▶ WORK INSTRUCTIONS: Substitute "every instance" for "each instance" throughout the material below, leaving everything else unchanged. Omit the pictures from your answer.

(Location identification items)
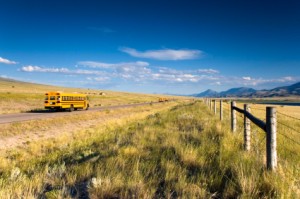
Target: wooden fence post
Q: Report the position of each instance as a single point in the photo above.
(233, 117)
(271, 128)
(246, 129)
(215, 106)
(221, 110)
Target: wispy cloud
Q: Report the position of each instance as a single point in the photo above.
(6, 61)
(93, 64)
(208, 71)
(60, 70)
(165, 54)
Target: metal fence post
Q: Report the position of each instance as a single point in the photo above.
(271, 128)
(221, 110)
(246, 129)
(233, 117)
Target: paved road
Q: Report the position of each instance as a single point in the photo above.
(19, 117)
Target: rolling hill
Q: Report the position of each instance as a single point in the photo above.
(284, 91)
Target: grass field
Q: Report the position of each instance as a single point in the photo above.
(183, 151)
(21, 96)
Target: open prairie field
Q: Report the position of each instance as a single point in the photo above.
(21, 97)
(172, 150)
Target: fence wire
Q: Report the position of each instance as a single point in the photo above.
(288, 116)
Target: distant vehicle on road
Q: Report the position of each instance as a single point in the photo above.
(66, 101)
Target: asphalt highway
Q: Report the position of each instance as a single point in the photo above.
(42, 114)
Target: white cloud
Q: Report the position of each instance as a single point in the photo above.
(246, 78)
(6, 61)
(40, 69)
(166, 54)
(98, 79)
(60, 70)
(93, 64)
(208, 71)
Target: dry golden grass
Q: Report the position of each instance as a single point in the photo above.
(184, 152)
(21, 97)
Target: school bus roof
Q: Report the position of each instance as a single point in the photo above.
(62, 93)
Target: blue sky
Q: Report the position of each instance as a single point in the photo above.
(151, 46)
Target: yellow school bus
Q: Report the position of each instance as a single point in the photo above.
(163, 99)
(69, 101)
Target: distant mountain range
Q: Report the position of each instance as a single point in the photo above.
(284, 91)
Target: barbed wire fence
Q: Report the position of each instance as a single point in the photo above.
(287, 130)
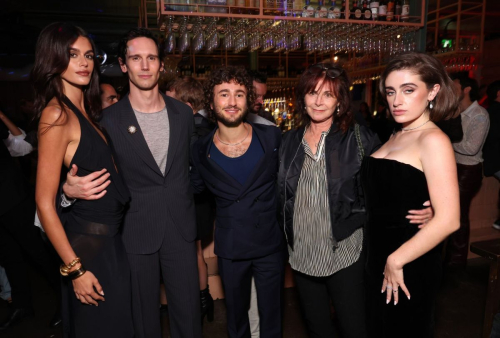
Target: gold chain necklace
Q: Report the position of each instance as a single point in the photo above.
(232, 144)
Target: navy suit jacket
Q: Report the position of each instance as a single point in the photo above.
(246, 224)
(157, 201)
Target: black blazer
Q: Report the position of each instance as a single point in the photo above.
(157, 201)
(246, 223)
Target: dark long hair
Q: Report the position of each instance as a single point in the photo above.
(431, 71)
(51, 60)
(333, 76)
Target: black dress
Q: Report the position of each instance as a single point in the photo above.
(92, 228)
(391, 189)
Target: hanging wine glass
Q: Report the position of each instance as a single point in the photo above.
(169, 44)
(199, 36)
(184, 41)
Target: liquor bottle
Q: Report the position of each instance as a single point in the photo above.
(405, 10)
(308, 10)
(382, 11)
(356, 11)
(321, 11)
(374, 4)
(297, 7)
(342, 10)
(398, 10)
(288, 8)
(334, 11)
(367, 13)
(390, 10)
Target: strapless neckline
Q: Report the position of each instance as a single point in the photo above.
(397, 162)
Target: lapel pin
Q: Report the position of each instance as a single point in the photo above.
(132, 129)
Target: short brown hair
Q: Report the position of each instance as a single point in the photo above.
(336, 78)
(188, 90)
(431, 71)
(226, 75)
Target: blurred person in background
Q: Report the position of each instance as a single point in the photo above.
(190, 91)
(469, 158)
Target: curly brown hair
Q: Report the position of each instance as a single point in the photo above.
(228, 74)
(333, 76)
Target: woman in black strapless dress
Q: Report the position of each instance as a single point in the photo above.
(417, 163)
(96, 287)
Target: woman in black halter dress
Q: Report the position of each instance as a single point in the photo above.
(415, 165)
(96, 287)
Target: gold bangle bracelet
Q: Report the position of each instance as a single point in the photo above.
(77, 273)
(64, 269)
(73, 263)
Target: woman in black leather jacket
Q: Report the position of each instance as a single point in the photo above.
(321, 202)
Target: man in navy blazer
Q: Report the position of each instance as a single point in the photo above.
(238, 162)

▶ TASK ANSWER:
Target: wooden fence post
Q: Report the position of every instance as a single point in the photo above.
(233, 117)
(271, 128)
(246, 129)
(215, 106)
(221, 110)
Target: wispy cloud
Q: Report the position of every instance as a single point in the photo above.
(6, 61)
(93, 64)
(208, 71)
(60, 70)
(165, 54)
Target: metal fence post
Q: Report the position of every instance as a single point in the photo above.
(271, 128)
(221, 110)
(246, 129)
(233, 117)
Target: paved road
Q: Report the position of every instance as a single point in the photo above.
(19, 117)
Target: rolling hill
Q: Report the position of every instance as a single point in the photo above.
(284, 91)
Target: grass field
Q: Report the position of every instance as a single point in the photo above.
(183, 151)
(21, 96)
Target: open prairie field
Q: Report the position of every instance as a single point in the photo above.
(21, 97)
(172, 150)
Target: fence wire
Q: Report the position of every instance as a single point in the photo above.
(288, 116)
Target: distant vehicle on road
Q: Report the position of every instance as a single point in the photo above.
(66, 101)
Target: asphalt highway
Q: Report the position of every instance as a single point in the photo above.
(42, 114)
Target: white cloud
Q: Report the position of every instance as a single point in the photo above.
(246, 78)
(6, 61)
(40, 69)
(166, 54)
(98, 79)
(60, 70)
(93, 64)
(208, 71)
Target: dry golden grass
Q: Report the position of every instance as a single point in the photo above.
(184, 152)
(21, 97)
Target: school bus roof
Q: Report the position of every instance as a single point in the photo above.
(62, 93)
Target: blue sky
Q: Report the position of every instance as a single point in the photo above.
(151, 46)
Target: yellow school bus
Q: Report the position of every instance as a single point in the photo above.
(163, 99)
(69, 101)
Target: distant mountain range
Q: Report the position of every instance as a single point in the photo above.
(284, 91)
Target: barbed wire fence
Q: Report the position of every instance as a single point in the photo above.
(287, 130)
Target: gold chain necklace
Q: Report the position of every instance as a single point in the photo above.
(232, 144)
Target: navy suit jacket
Q: Report the position of every instance as a single point in the photo above.
(246, 224)
(157, 201)
Target: black blazer
Q: Report the position of every instance as a single point in the photo above.
(157, 201)
(246, 223)
Target: dark long hair
Q: Report the position of every instance as a single point in the photo above.
(431, 71)
(51, 60)
(333, 76)
Target: black dress
Q: Report the position of every instance as a single point in the photo above.
(92, 228)
(391, 189)
Target: hanging wine glass
Q: Report the position of every instance as a single point in the photo above.
(169, 44)
(199, 36)
(184, 41)
Target: liquor bottle
Q: Report the position of every instance as a single point in the photo above.
(405, 10)
(308, 10)
(382, 11)
(356, 11)
(321, 11)
(374, 4)
(297, 7)
(342, 10)
(398, 10)
(288, 8)
(334, 11)
(367, 13)
(390, 10)
Target: strapless neckline
Q: Report the position of every instance as a single point in the photo above.
(397, 162)
Target: lapel pin
Q: Report the position of every instance as a single point in the photo above.
(132, 129)
Target: short brown hair
Q: Report the position of every instance as a single point in the photo above.
(336, 78)
(188, 90)
(431, 71)
(226, 75)
Target: blurred person in background
Q: Report the position of every instance as a single point in the photo above.
(190, 91)
(469, 158)
Target: curly brown hair
Q: Report the position of every instance as a single point in the photo above.
(228, 74)
(333, 76)
Target: woman in black strapless dress
Q: Report the position of every instance as a single point in the photo above.
(417, 163)
(96, 287)
Target: woman in black halter dress
Q: Report the position of every instance as a single point in the photo above.
(415, 165)
(96, 287)
Target: gold bangle bracelet
Q: Report the position of every instance as a single point in the photo above.
(77, 273)
(64, 269)
(73, 263)
Target: woman in black leather jacket
Q: Report the position of every instance as a single point in the photo above.
(321, 202)
Target: man in navy blazer
Q: Report the position of every instance as a single point in the photo above.
(238, 162)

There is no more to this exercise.